[EXTRACTED TEXT]

She had previously said in interviews with conservative news organizations that she felt she was at a physical disadvantage competing against a transgender woman.
Yet a week before the Maryland competition, Ms. Turner participated in a mixed-gender fencing tournament in Swarthmore, Pa. According to results posted by fencingtracker.com, Ms. Turner defeated four male fencers in the foil category and finished eighth among 32 competitors. A person familiar with her fencing history said that Ms. Turner has a career record of 7-7 against male fencers.
“Her argument has incredible holes in it,” Ms. Sullivan said in one of several phone interviews.
Some critics of Ms. Turner’s have called her protest performative and hypocritical. But her Washington-based lawyer, Charles Wang, said in an interview that it if a woman decides to participate in a mixed-gender competition “that’s free will; but you can’t force them to fence a man.”
Since 2021, transgender athletes in Olympic sports have faced differing rules established by each international sports governing body. Swimming and track and field, for instance, effectively prohibit the participation in elite women’s events of competitors who experienced puberty as males.

[/EXTRACTED TEXT]
[MATERIAL PROVIDED]

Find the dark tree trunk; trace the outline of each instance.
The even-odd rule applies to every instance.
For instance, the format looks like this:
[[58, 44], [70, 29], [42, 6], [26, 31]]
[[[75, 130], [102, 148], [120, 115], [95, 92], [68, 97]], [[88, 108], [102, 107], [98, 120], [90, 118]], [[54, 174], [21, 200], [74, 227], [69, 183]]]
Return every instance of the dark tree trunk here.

[/MATERIAL PROVIDED]

• [REQUIRED ACTION]: From the fencing text above, copy out everything from "Yet a week before" down to "several phone interviews.".

• [FINISHED EXERCISE]:
Yet a week before the Maryland competition, Ms. Turner participated in a mixed-gender fencing tournament in Swarthmore, Pa. According to results posted by fencingtracker.com, Ms. Turner defeated four male fencers in the foil category and finished eighth among 32 competitors. A person familiar with her fencing history said that Ms. Turner has a career record of 7-7 against male fencers.
“Her argument has incredible holes in it,” Ms. Sullivan said in one of several phone interviews.